TO BE DONE: Translate into Spanish the following sentence from the article on fashion and copyright: "Courts continue to see clothing as having a very specific functional use: to cover us up and protect us from the elements."

Fashion and IP, Part One: Copyright

As New York Fashion Week comes to a close, it seems appropriate to discuss how intellectual-property intersects with the fashion industry.  Fashion is one of the trickier areas when it comes to intellectual property protection, especially copyright. If you launch a fashion brand, IP knowledge is definitely something you might want up your sleeve (pun 100% intended).

There are really four main areas of IP that warrant discussion when looking at protecting your fashion-industry brand: copyright, trade dress, trademark, and design patent. This is part of a series that breaks down the areas of intellectual property that fashion brands should think through.

Fashion and Copyright: The Law

Copyright law offers protection in connection with creative works, including "pictorial, graphic, or sculptural" works (think: paintings, photographs, etc.). A fashion design, though, is protectable under copyright law only under limited circumstances. Specifically, "only to the extent that [it] incorporates pictorial, graphic, or sculptural features that can be identified separately from, and are capable of existing independently of, the utilitarian aspects."

Say what?

In a nutshell, if a design has a practical use, and you can't separate that practical use from the design, it's not protectable under U.S. law. Courts continue to see clothing as having a very specific functional use: to cover us up and protect us from the elements. Thus, a design for an article of clothing or piece of jewelry by itself is unlikely to pass the test. The apparel itself is considered to be a functional thing.

PROVIDED INFORMATION:
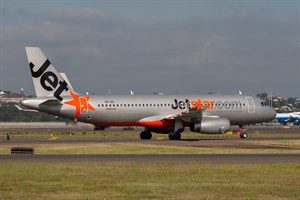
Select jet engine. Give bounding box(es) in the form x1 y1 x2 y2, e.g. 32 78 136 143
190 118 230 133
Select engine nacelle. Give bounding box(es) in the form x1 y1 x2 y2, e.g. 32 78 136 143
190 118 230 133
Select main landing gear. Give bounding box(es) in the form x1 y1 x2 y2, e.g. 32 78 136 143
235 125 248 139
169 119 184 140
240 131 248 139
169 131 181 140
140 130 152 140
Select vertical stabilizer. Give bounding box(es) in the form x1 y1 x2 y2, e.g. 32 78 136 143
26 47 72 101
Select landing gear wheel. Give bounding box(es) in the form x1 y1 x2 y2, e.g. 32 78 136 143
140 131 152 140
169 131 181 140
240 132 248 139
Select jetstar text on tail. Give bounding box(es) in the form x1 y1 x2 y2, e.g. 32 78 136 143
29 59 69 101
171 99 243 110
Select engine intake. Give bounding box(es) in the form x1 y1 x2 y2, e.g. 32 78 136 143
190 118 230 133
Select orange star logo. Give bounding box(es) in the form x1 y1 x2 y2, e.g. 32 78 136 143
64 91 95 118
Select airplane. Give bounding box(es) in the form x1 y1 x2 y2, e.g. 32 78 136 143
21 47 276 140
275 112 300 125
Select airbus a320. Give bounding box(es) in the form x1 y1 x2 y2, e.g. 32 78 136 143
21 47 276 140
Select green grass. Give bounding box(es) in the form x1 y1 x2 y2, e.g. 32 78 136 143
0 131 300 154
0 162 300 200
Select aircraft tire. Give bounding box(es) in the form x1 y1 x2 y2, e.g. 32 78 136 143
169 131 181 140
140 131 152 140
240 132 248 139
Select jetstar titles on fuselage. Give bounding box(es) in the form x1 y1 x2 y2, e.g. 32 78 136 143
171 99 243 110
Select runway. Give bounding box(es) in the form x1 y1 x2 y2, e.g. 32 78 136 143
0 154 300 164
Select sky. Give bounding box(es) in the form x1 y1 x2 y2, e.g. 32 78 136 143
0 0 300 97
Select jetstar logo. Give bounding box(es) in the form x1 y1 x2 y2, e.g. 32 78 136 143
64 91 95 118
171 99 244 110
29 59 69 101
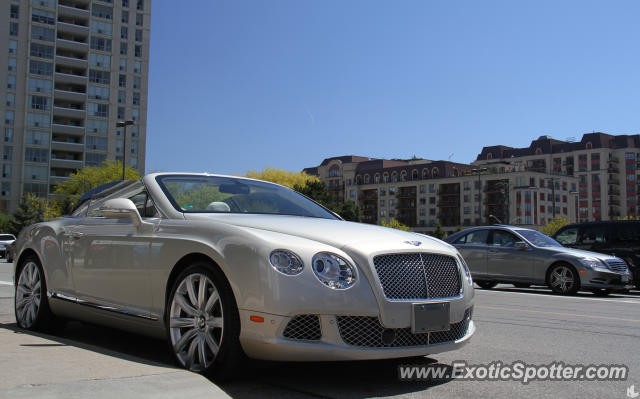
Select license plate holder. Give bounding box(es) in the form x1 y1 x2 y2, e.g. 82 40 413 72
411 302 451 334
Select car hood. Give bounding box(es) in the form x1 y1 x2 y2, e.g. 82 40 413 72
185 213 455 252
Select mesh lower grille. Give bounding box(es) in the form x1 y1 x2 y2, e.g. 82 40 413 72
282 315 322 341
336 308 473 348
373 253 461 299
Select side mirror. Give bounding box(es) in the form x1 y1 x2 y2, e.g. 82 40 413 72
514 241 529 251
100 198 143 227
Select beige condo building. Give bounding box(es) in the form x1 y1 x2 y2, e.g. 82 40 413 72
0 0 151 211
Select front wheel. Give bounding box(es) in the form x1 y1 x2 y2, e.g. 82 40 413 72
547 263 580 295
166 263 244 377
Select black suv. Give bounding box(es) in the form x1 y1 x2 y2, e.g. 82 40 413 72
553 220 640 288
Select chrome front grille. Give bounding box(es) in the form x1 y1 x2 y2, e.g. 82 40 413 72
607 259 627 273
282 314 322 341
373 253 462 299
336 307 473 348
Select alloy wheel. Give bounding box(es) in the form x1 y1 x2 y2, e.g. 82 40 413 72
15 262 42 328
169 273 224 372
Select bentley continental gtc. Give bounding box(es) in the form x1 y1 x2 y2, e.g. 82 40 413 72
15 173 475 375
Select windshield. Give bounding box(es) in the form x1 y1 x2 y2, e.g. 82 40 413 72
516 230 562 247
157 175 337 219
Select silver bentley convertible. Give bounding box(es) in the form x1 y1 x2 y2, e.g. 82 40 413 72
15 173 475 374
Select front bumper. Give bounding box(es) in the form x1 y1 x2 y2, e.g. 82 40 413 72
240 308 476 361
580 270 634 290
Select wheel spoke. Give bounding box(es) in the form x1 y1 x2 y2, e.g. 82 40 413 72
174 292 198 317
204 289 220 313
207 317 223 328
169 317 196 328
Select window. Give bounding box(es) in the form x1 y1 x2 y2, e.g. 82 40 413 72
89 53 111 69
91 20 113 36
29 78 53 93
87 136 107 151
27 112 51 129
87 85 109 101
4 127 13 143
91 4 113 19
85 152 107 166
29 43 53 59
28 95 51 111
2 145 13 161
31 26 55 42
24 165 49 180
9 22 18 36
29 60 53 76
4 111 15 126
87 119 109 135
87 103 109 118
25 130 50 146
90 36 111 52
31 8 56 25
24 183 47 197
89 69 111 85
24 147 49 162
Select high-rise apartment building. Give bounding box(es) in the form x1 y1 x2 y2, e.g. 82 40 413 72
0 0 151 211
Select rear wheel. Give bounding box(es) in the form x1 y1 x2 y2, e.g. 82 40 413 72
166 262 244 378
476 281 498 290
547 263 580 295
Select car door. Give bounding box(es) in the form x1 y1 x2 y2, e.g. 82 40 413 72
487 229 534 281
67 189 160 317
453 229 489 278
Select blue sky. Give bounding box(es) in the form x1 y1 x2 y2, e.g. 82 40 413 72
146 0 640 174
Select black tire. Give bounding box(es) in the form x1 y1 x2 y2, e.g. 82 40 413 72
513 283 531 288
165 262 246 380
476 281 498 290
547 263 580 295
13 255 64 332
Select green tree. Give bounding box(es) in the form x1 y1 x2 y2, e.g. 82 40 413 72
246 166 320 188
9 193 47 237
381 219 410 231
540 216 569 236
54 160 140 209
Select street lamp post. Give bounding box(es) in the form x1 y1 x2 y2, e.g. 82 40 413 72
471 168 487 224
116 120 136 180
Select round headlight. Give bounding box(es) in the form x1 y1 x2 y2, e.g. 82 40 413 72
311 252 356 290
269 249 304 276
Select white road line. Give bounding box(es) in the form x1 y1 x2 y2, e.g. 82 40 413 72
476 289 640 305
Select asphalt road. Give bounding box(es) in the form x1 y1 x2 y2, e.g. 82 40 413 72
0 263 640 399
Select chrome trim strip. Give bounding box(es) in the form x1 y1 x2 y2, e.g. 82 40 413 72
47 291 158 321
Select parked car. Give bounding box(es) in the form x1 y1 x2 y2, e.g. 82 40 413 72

PROBLEM SOLUTION: Los tribunales siguen considerando que la ropa tiene un uso funcional muy específico: cubrirnos y protegernos de la intemperie.